*TASK DESCRIPTION*
Return every line of the entries below that contains the string "heron", treating uppercase and lowercase as different.

*DATA SUPPLIED*
┄┄┄┄┄┄

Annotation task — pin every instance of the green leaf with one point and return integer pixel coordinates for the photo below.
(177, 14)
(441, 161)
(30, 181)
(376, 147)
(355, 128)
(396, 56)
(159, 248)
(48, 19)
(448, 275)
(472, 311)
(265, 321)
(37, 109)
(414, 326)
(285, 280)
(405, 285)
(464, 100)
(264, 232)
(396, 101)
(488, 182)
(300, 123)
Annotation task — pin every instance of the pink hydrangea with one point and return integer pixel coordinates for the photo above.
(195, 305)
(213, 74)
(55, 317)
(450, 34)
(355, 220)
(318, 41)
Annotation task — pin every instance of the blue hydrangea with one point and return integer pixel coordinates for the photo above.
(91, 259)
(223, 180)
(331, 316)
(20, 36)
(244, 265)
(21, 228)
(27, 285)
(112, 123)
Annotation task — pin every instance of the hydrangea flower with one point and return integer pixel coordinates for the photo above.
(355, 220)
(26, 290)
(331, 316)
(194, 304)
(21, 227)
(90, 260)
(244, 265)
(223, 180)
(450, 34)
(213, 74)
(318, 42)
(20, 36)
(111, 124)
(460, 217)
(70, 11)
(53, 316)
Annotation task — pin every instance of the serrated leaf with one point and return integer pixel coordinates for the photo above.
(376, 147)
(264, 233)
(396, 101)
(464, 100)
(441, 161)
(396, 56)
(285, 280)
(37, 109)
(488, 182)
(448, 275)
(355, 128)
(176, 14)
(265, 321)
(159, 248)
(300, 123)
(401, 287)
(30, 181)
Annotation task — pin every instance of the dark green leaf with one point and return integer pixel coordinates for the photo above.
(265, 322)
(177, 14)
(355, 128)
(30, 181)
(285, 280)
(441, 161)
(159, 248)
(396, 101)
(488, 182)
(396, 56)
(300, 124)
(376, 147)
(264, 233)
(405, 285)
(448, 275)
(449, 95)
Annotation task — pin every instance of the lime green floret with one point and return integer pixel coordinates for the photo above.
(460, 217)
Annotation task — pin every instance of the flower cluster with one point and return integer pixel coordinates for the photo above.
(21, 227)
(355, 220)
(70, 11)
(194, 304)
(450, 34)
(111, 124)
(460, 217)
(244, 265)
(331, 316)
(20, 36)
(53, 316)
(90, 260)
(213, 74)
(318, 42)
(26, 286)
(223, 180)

┄┄┄┄┄┄

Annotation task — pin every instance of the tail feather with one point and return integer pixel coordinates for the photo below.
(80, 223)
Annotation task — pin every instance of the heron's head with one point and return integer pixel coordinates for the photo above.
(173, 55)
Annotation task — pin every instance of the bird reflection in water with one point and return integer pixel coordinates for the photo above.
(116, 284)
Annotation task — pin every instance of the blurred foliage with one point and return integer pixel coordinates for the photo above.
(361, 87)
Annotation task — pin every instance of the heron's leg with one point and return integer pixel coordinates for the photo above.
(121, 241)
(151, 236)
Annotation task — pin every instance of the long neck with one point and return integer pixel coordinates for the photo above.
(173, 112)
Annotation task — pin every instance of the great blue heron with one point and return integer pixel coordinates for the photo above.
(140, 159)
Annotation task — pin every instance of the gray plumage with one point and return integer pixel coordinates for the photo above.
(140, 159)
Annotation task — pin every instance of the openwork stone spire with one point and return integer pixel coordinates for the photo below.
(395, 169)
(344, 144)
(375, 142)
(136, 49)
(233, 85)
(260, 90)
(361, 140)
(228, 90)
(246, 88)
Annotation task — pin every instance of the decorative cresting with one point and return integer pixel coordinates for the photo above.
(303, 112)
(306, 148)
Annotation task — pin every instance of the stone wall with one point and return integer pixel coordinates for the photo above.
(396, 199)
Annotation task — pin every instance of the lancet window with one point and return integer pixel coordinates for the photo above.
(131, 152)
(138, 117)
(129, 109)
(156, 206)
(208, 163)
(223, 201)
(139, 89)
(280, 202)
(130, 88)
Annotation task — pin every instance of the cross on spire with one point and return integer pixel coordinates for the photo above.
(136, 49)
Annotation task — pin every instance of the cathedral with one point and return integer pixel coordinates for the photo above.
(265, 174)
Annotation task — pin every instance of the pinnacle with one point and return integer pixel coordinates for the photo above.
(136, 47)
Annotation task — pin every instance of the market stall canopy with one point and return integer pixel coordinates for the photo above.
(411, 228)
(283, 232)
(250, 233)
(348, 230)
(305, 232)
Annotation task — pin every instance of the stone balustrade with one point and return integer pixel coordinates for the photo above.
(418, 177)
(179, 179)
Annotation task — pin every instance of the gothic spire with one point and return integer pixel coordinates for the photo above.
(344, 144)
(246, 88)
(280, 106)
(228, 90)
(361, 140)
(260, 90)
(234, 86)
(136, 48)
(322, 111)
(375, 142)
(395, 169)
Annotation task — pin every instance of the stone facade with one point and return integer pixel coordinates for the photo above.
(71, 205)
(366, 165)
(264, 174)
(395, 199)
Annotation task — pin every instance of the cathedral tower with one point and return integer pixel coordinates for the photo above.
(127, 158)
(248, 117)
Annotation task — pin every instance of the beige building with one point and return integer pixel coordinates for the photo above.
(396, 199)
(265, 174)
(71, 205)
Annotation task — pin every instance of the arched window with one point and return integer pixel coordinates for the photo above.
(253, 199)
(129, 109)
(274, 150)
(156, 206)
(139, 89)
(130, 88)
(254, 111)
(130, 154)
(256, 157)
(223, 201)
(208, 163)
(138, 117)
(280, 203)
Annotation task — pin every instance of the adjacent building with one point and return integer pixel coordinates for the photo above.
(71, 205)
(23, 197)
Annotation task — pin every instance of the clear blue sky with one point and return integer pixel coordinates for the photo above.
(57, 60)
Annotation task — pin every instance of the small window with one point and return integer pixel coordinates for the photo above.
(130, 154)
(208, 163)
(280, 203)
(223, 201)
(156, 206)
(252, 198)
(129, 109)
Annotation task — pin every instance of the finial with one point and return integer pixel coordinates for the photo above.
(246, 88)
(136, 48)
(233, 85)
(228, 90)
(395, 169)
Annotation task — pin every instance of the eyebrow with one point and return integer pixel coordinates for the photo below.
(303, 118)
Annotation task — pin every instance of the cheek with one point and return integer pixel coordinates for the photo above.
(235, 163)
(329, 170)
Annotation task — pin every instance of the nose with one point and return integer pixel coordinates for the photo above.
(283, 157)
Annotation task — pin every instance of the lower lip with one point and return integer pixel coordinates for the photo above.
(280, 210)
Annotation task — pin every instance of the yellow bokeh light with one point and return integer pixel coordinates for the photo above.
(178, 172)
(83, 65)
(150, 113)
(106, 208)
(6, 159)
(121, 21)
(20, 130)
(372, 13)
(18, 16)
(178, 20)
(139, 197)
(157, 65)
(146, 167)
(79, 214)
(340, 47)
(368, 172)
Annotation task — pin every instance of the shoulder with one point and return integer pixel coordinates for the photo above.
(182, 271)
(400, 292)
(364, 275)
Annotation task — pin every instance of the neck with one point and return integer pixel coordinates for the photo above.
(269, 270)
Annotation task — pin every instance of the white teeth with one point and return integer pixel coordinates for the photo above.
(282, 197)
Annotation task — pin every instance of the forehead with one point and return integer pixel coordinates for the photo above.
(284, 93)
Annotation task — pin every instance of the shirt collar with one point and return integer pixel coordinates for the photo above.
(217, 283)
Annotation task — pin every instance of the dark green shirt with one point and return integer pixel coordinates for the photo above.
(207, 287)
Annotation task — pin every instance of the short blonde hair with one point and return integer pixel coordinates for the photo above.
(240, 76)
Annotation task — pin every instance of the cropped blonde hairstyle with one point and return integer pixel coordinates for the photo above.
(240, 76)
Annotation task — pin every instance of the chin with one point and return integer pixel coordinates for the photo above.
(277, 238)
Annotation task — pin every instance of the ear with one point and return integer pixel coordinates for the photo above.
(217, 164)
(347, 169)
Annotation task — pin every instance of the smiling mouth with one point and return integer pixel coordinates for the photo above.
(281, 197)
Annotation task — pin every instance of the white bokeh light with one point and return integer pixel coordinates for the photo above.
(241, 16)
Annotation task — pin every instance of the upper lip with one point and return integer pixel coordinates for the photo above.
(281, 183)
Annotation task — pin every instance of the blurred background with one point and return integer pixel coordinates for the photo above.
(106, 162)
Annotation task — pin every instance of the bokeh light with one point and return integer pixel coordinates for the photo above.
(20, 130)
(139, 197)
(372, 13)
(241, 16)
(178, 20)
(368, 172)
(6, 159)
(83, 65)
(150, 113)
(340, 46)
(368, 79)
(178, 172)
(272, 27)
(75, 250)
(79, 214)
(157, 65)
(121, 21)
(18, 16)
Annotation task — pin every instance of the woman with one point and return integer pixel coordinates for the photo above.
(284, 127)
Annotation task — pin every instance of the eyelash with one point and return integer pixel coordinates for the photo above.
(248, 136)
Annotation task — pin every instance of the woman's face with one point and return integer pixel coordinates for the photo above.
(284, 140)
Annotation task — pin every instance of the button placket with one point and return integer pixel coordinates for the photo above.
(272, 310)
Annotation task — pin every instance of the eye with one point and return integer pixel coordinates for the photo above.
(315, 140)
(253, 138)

┄┄┄┄┄┄

*FINAL RESULT*
Annotation task — pin every instance of the heron's head with one point and return integer pixel coordinates for the photo above.
Annotation task — pin every instance of the heron's leg with one point and return integer pixel coordinates for the photo above.
Annotation task — pin every instance of the great blue heron with one point and return integer pixel coordinates for the photo above.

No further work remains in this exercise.